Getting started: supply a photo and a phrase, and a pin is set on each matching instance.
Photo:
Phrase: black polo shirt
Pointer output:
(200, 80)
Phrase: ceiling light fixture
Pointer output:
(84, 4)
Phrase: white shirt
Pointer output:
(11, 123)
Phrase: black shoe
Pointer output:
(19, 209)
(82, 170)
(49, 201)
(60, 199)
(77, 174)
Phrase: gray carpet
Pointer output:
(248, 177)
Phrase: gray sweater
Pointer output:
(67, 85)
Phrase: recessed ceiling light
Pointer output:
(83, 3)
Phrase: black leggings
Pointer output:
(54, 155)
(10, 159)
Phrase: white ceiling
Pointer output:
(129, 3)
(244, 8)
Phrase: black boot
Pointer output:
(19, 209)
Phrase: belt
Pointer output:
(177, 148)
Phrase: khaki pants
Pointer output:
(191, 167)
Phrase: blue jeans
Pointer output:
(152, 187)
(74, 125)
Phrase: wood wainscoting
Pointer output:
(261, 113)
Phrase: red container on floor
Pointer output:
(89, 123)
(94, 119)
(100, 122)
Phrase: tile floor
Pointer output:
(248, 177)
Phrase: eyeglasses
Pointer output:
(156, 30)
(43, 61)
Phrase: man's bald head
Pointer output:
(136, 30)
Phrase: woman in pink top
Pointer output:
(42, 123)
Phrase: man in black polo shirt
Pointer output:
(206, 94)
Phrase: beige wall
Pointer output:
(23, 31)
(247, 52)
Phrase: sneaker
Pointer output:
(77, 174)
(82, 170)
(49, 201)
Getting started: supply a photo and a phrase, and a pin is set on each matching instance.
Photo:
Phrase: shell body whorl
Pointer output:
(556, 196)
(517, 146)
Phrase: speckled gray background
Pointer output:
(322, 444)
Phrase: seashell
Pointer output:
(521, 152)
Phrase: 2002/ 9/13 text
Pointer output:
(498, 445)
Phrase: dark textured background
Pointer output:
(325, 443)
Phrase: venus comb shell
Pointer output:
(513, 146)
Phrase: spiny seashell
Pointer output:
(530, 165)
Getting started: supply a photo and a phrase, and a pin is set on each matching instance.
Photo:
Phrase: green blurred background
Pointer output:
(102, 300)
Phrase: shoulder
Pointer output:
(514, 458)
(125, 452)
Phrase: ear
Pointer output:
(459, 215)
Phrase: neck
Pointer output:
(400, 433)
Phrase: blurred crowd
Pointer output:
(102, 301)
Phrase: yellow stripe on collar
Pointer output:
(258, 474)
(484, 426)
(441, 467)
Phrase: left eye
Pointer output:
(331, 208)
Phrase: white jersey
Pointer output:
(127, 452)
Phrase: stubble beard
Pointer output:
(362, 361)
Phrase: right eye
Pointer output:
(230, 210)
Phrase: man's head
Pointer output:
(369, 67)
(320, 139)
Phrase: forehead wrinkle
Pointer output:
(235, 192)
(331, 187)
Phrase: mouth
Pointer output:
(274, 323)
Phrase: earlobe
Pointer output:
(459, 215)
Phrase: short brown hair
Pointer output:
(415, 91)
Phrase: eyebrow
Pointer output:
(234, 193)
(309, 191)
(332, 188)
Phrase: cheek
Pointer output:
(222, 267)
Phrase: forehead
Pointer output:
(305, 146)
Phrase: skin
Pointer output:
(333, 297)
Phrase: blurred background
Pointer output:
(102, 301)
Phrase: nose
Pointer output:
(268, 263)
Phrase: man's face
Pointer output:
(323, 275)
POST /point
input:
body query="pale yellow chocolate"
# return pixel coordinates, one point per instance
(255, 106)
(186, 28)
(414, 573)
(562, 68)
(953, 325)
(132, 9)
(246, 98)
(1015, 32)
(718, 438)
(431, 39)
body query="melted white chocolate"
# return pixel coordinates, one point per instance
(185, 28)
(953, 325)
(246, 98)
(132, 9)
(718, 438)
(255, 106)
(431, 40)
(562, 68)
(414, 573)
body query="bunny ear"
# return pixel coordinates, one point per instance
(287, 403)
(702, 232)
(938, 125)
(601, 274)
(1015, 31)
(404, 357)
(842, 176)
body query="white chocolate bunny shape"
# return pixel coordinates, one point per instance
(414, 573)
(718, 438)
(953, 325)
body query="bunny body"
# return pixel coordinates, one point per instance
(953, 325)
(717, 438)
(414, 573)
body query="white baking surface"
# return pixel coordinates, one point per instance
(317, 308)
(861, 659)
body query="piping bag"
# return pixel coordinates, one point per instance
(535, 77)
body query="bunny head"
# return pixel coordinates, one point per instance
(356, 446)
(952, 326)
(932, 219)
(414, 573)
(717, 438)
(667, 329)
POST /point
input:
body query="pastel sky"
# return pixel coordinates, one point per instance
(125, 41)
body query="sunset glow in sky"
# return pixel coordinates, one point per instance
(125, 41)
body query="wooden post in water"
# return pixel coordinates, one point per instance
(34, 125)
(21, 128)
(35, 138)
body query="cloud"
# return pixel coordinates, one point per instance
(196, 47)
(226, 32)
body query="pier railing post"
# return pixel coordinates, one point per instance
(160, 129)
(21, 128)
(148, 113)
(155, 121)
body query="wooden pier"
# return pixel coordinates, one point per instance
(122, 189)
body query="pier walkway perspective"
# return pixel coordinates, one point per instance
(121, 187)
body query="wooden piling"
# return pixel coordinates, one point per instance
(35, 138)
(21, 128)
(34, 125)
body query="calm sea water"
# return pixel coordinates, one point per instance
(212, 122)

========================================================================

Identify the lines of the entries containing the string "bunny". Copy each such line.

Finished exercise -
body query="bunny ear"
body query="white chocolate bunny shape"
body query="bunny body"
body query="bunny head"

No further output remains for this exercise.